# DIRECTION
Return the entries below word for word, keeping every line unchanged.

(Some entries)
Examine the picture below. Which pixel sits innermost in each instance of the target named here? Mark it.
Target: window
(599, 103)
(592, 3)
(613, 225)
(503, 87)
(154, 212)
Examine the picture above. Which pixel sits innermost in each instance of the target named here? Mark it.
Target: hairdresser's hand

# CORRECT OUTPUT
Examine the picture below. Which pixel sits innermost in each instance of the target named here? Mark it.
Target: window
(599, 103)
(592, 3)
(613, 225)
(503, 87)
(154, 212)
Examine the picture above. Which pixel sits innermost in each instance of the target named here? Mark it.
Target: hairdresser's hand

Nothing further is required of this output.